* What you have to do
Please write out each entry below exactly as it appears.

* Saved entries

----

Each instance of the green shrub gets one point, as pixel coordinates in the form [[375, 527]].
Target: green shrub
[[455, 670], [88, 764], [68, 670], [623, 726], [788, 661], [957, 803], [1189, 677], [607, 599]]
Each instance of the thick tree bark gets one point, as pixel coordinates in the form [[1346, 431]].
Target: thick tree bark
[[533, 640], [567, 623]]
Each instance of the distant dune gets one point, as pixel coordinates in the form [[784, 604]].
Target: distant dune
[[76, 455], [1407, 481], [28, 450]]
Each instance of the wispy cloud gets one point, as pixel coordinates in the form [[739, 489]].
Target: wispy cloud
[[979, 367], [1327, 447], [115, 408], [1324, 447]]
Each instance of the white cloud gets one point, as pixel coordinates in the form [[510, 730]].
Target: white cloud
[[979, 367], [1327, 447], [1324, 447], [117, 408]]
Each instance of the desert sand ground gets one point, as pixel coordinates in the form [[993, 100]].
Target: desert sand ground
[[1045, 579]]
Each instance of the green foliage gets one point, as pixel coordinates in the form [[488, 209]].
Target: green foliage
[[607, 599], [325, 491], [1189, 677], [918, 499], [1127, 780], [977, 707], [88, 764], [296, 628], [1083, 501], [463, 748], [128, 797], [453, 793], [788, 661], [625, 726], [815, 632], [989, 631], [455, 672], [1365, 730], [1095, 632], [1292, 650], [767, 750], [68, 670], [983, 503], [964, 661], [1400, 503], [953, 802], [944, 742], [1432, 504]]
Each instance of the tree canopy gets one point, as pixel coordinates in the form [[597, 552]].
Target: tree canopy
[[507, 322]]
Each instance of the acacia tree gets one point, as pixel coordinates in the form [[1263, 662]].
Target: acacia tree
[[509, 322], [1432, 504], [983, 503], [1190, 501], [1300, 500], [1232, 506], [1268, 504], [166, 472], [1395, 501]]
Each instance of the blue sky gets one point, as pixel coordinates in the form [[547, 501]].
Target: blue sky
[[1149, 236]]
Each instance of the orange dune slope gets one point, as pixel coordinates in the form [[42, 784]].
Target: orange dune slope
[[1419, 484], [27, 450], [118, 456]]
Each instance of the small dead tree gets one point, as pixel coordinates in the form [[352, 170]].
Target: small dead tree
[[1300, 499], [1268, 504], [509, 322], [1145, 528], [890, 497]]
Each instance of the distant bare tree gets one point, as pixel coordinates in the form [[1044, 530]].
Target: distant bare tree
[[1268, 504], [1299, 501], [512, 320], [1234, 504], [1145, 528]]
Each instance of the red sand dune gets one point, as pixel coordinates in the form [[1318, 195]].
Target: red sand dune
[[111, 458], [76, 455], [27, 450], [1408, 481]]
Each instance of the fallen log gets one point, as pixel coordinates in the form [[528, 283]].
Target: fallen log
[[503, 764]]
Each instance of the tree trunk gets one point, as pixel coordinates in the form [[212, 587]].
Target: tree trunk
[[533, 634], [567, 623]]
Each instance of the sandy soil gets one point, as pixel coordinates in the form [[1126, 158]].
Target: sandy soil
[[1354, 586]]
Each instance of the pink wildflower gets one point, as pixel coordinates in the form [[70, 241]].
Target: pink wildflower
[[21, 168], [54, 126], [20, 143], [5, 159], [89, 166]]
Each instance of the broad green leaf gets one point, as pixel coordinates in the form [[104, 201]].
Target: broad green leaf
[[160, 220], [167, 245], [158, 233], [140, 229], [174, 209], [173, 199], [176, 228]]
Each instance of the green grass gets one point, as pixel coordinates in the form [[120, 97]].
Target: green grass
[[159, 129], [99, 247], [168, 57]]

----

* Result of the task
Each instance of the green shrub gets one point, as pixel coordinates in the form [[375, 527]].
Target: green shrub
[[455, 670], [88, 764], [68, 670], [623, 726], [788, 661], [957, 803], [1189, 677], [607, 599]]
Each instance of the thick tree bark gets one point, as pixel coordinates in the form [[1346, 431]].
Target: thick tree bark
[[533, 640], [567, 623]]
Each instance of the distant dune gets one point, as pixel coordinates in the form [[784, 604]].
Target: distant dune
[[76, 455], [1407, 481], [28, 450]]
Each instance of the wispy cloud gets one point, as pixel coordinates in the form [[739, 489]].
Target: wispy cloud
[[979, 367], [1327, 447], [115, 408], [1324, 447]]
Each instance of the white cloud gets one point, as pixel coordinates in the form [[510, 730]].
Target: white cloud
[[979, 367], [1327, 447], [1324, 447], [117, 408]]
Each instance of the desert sand ground gets one point, as pixel coordinates in the form [[993, 100]].
Target: desert sand ground
[[1045, 579]]
Each instance of the green foliage gets one point, as pixel coordinates in the form [[488, 209]].
Target: green foliage
[[607, 599], [325, 491], [1189, 677], [918, 499], [1127, 780], [977, 707], [88, 764], [296, 628], [1083, 501], [463, 748], [128, 797], [453, 793], [788, 661], [625, 726], [815, 632], [989, 631], [455, 672], [1365, 730], [1095, 632], [1292, 650], [767, 750], [68, 670], [983, 503], [964, 661], [1400, 503], [953, 802], [944, 742], [1432, 504]]
Each instance of the tree canopy gets one point, as pixel coordinates in the form [[597, 552]].
Target: tree canopy
[[507, 322]]
Each instance of the acacia tree gets one point, as pixel coordinates in the form [[1263, 662]].
Target: acacia tree
[[509, 322], [1432, 504], [983, 503], [1190, 501], [1300, 500], [1232, 506], [1268, 504], [166, 472], [1395, 501]]
Each instance of the blue sky gets one point, as pixel coordinates in the form [[547, 501]].
Target: blue sky
[[1149, 236]]
Each instance of the orange dune slope gets one point, as pixel coordinates in the form [[42, 784]].
Target: orange dune slope
[[1419, 484], [27, 450], [118, 456]]
Each instance of the small dead tree gets one point, as pixel coordinates in the form [[352, 170]].
Target: small dead tree
[[1300, 499], [1268, 504], [509, 322], [1145, 528], [890, 497]]
Each instance of the distant bare tree gets one point, as pixel coordinates in the form [[1044, 530]].
Target: distant bare tree
[[1268, 504], [1299, 501], [512, 320], [1234, 504], [1145, 528]]
Each instance of the red sand dune gets one point, as pixel coordinates in the form [[1318, 195]].
Target: red sand dune
[[111, 458], [76, 455], [27, 450], [1408, 481]]
Each instance of the fallen log gets one point, as pixel coordinates in the form [[528, 283]].
Target: fallen log
[[503, 764]]
Each instance of the tree trunk gets one point, as pixel coordinates in the form [[212, 587]].
Target: tree trunk
[[533, 634], [567, 623]]
Each instance of the sandy soil gets one point, as pixel coordinates in the form [[1126, 158]].
Target: sandy soil
[[1354, 586]]
Each instance of the pink wildflower gets one point, as pixel coordinates in the form [[70, 241]].
Target: pink wildflower
[[21, 168], [54, 126], [20, 143], [5, 159], [89, 166]]
Each instance of the broad green leaf gets one point, as pixel coordinates in the form [[104, 201]].
Target: broad green leaf
[[160, 220], [167, 245], [158, 233], [140, 229], [174, 209], [173, 199], [176, 228]]
Each instance of the green grass gets one point, as pixel coordinates in the form [[120, 97]].
Target: green grass
[[159, 129], [99, 247], [168, 57]]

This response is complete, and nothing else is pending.